→ **Goal of the exercise**: Repeat the entries exactly. Leave nothing out.
:: Exercise data
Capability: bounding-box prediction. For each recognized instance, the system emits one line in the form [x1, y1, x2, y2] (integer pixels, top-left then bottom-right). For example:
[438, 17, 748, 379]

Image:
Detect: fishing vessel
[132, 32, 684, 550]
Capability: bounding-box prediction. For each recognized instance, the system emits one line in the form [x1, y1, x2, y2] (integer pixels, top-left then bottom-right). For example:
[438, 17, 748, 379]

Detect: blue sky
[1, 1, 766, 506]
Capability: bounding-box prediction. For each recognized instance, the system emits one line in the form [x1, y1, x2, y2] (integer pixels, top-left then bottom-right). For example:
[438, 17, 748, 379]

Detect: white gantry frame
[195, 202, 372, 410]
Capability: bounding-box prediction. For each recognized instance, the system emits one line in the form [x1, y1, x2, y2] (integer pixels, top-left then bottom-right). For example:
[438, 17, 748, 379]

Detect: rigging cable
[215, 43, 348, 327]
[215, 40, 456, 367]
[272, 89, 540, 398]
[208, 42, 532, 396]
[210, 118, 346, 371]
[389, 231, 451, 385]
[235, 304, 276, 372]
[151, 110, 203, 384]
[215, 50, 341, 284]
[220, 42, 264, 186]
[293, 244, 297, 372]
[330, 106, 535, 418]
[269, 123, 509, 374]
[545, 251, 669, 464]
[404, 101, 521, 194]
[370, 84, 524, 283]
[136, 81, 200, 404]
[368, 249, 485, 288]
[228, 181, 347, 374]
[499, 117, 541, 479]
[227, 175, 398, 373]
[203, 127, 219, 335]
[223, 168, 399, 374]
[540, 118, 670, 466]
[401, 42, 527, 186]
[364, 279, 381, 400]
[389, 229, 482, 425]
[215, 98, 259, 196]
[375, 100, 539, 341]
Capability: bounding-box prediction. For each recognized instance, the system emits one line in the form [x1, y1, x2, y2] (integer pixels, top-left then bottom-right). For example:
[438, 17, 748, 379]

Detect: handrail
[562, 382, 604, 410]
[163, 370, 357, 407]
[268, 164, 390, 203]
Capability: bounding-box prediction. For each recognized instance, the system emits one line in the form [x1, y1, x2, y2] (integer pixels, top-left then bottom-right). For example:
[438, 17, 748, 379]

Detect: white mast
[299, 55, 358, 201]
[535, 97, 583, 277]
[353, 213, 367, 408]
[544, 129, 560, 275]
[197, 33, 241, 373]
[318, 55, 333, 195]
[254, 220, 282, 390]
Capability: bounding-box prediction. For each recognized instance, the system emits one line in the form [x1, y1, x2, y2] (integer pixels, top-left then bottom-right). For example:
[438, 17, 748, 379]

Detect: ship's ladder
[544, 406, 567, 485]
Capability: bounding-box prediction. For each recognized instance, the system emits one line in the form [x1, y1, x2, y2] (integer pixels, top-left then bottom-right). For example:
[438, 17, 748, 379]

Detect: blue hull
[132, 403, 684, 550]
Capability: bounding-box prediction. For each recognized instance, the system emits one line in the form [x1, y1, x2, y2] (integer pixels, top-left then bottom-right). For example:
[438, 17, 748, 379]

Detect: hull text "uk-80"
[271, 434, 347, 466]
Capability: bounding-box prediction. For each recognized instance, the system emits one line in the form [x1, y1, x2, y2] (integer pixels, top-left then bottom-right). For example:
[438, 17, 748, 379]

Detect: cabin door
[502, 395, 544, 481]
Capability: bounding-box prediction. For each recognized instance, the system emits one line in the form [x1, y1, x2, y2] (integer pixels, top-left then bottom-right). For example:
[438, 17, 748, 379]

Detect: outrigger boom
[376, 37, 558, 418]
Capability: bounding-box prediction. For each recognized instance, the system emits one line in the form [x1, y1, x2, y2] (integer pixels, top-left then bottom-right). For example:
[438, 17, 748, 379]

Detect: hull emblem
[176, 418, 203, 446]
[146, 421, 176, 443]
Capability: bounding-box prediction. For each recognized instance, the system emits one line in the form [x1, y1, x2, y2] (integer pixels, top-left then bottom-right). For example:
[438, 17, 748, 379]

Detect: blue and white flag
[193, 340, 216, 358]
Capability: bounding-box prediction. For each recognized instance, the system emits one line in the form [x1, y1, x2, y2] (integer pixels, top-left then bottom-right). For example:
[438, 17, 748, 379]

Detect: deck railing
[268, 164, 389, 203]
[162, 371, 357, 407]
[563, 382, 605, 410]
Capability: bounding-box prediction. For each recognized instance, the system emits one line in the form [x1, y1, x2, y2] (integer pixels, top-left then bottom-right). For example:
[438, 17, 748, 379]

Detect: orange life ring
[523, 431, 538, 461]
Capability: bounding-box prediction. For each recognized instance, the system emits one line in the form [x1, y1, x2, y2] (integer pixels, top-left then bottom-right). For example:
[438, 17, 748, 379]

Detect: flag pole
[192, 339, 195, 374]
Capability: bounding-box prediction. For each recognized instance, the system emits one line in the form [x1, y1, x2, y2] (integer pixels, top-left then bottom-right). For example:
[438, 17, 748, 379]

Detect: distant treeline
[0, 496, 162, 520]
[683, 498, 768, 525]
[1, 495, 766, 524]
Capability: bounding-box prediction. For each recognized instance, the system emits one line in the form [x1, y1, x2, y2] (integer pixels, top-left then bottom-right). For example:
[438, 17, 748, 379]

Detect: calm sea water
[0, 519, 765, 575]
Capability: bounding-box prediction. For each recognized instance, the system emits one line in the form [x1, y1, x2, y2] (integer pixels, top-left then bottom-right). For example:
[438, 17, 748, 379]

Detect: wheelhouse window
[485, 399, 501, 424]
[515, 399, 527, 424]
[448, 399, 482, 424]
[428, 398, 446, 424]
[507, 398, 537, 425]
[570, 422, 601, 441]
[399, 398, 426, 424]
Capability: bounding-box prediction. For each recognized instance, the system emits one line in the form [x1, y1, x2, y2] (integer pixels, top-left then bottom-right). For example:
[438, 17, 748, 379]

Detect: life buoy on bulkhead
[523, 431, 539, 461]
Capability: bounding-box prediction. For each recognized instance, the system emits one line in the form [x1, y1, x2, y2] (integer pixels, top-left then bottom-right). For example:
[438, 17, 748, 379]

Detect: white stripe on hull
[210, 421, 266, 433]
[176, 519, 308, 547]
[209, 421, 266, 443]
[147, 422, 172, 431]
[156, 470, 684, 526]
::::
→ **Solution to the problem**:
Capability: bounding-box prediction. For each recognized instance, the system emits one line in the form [x1, y1, x2, y2] (integer pixels, top-left then bottom-right). For example:
[438, 17, 748, 379]

Image:
Detect: fishing vessel
[132, 32, 684, 550]
Capability: bounding-box prediction. For each recognized instance, the system emits one line in the form [x1, y1, x2, y2] (integer pixels, top-left then bottom-right). For example:
[438, 17, 748, 379]

Detect: blue sky
[1, 1, 766, 506]
Capability: bounding-box prediction. For each recognized instance, the system emits one line in the form [x1, y1, x2, y2] (integer pixels, top-left then bottom-right). For example:
[438, 17, 748, 379]

Detect: white gantry frame
[195, 202, 372, 410]
Capability: bounding-box prediction. For each recognized instance, the system emits one line in the form [x1, y1, x2, y2] (integer pixels, top-left then bottom-right). For example:
[438, 17, 748, 379]

Detect: rigging cable
[215, 43, 348, 327]
[215, 40, 456, 367]
[272, 89, 540, 398]
[208, 42, 532, 396]
[210, 118, 346, 371]
[389, 231, 451, 385]
[235, 304, 276, 372]
[151, 110, 203, 384]
[215, 50, 341, 284]
[220, 42, 264, 186]
[293, 244, 297, 372]
[330, 106, 535, 418]
[269, 123, 509, 374]
[545, 251, 669, 464]
[404, 101, 521, 194]
[370, 84, 524, 283]
[136, 81, 200, 404]
[368, 249, 485, 288]
[228, 181, 347, 374]
[499, 117, 541, 479]
[227, 175, 398, 373]
[203, 127, 219, 335]
[223, 168, 399, 374]
[540, 118, 670, 466]
[401, 42, 527, 186]
[364, 279, 381, 400]
[389, 229, 482, 425]
[215, 98, 259, 196]
[375, 100, 539, 341]
Capability: bounding-box prediction. For each recognized instance, the system emits one line in the form [x1, y1, x2, y2] (integer pixels, top-left then bottom-right). For example:
[438, 17, 748, 379]

Detect: handrail
[562, 382, 604, 410]
[163, 370, 357, 407]
[268, 164, 390, 203]
Capability: bounding-box prediction. For each recognized instance, the system emits one line in the form [x1, y1, x2, y2] (integer pixels, top-left then bottom-right). For example:
[438, 17, 748, 379]

Detect: white mast
[299, 55, 358, 201]
[535, 97, 583, 277]
[353, 213, 367, 408]
[544, 129, 560, 275]
[197, 33, 241, 373]
[318, 55, 333, 195]
[254, 220, 282, 390]
Capability: bounding-box prediction. For each recognized instance, the system emits one line in the form [x1, y1, x2, y2] (integer pixels, top-left then bottom-right). For example:
[438, 17, 748, 379]

Detect: ship's ladder
[544, 406, 567, 485]
Capability: bounding-box prediction. For each recognized instance, the system emits one line in the form [x1, y1, x2, y2] (integer pixels, top-left then bottom-right). For example:
[438, 17, 748, 379]

Detect: blue hull
[132, 403, 684, 550]
Capability: bounding-box prediction. For each recognized instance, the system emits one line in the form [x1, y1, x2, y2] (integer pixels, top-left then bottom-right). For example:
[438, 17, 748, 379]

Detect: hull text "uk-80"
[271, 434, 347, 466]
Capability: bounding-box prediction. For each recognized instance, the system emits one line in the form [x1, y1, x2, y2] (integer pixels, top-left then bottom-right). For example:
[438, 17, 748, 379]

Detect: cabin door
[502, 395, 544, 481]
Capability: bounding-box prediction. For each recognized instance, the system emits one line in the form [x1, y1, x2, y2] (integer pixels, top-left then bottom-right). For example:
[438, 17, 748, 379]

Detect: outrigger boom
[376, 37, 558, 418]
Capability: bounding-box prediction. For each recognized instance, the system emits one line in the form [x1, y1, x2, y2] (integer pixels, top-left then bottom-right). For example:
[438, 17, 748, 379]

Detect: hull emblem
[176, 418, 203, 446]
[146, 421, 176, 443]
Capability: bounding-box prediction. For each recognized instance, the system emits one line in the form [x1, y1, x2, y2] (integer pixels, top-left then bottom-right). For example:
[438, 17, 748, 379]

Detect: blue and white flag
[193, 340, 216, 358]
Capability: bounding-box prediction. For each recognized instance, the system emits one line in the form [x1, y1, x2, y2] (integer pixels, top-left then bottom-right). For example:
[438, 17, 748, 379]

Detect: deck railing
[268, 164, 389, 203]
[162, 371, 357, 407]
[563, 382, 605, 410]
Capability: bounding-box prediction. For each recognized instance, the system emits one line in the form [x1, y1, x2, y2] (integer pixels, top-left then bottom-right). For example:
[438, 17, 748, 379]

Detect: orange life ring
[523, 431, 538, 461]
Capability: bounding-box prediction. For each recognized instance, the system emits one line in the form [x1, y1, x2, y2] (integer pixels, top-left then bottom-right). For example:
[438, 17, 748, 379]

Detect: flag pole
[192, 339, 195, 374]
Capability: bounding-box prediction. For each recognized instance, the system emits one line in the form [x1, y1, x2, y2] (integer pixels, top-left then bottom-right). For example:
[438, 17, 748, 379]

Detect: distant treeline
[0, 496, 162, 520]
[683, 498, 768, 525]
[1, 495, 766, 524]
Capability: bounding-box prediction. For each recognized instance, the system emits one line in the form [x1, y1, x2, y2] (integer pixels, top-left then bottom-right). For example:
[438, 17, 748, 379]

Detect: calm sea water
[0, 519, 765, 575]
Capability: bounding-box prediction. For each recognized instance, the system emits one line in the form [x1, y1, x2, y2] (integer pixels, top-left then bottom-right). For example:
[438, 17, 748, 379]

Detect: wheelhouse window
[485, 399, 501, 424]
[515, 399, 527, 424]
[448, 399, 482, 424]
[428, 398, 446, 424]
[507, 398, 537, 425]
[570, 422, 601, 441]
[399, 398, 426, 424]
Capability: bounding-box prediction. For each recognized instance, the system emits one line in the form [x1, y1, x2, y2] (integer pixels, top-left then bottom-right). For example:
[438, 17, 748, 379]

Detect: life buoy on bulkhead
[523, 431, 539, 461]
Capability: bounding-box prediction. For each recognized instance, the system emits one line in the form [x1, y1, x2, y2] (integer pixels, top-left then bottom-right). For example:
[438, 17, 748, 379]

Detect: white stripe on hull
[210, 421, 266, 433]
[176, 519, 308, 547]
[209, 421, 266, 443]
[147, 422, 172, 431]
[156, 470, 684, 526]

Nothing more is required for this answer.